Task details
Every line below that mentions the word "Format" should be copied out.
━━━━━ Data for analysis ━━━━━
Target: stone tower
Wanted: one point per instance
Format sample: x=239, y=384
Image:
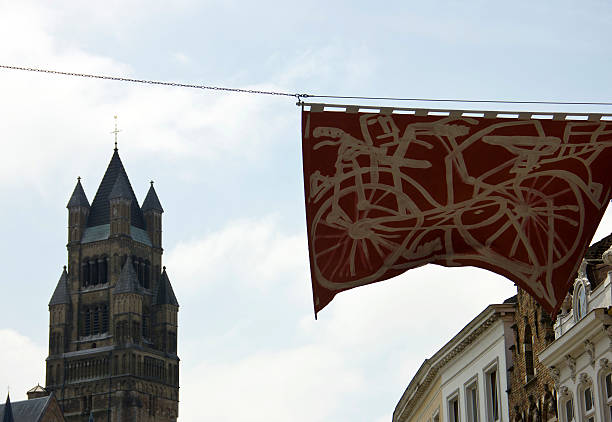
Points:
x=113, y=315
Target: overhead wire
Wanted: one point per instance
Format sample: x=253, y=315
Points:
x=299, y=96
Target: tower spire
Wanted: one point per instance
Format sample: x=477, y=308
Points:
x=116, y=131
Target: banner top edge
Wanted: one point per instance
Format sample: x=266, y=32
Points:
x=493, y=114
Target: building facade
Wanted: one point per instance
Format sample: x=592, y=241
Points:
x=531, y=392
x=466, y=379
x=113, y=315
x=580, y=358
━━━━━
Reply to the task
Format sample: x=239, y=384
Format sample: x=253, y=315
Format sample: x=477, y=308
Format sample: x=266, y=32
Format sample: x=592, y=241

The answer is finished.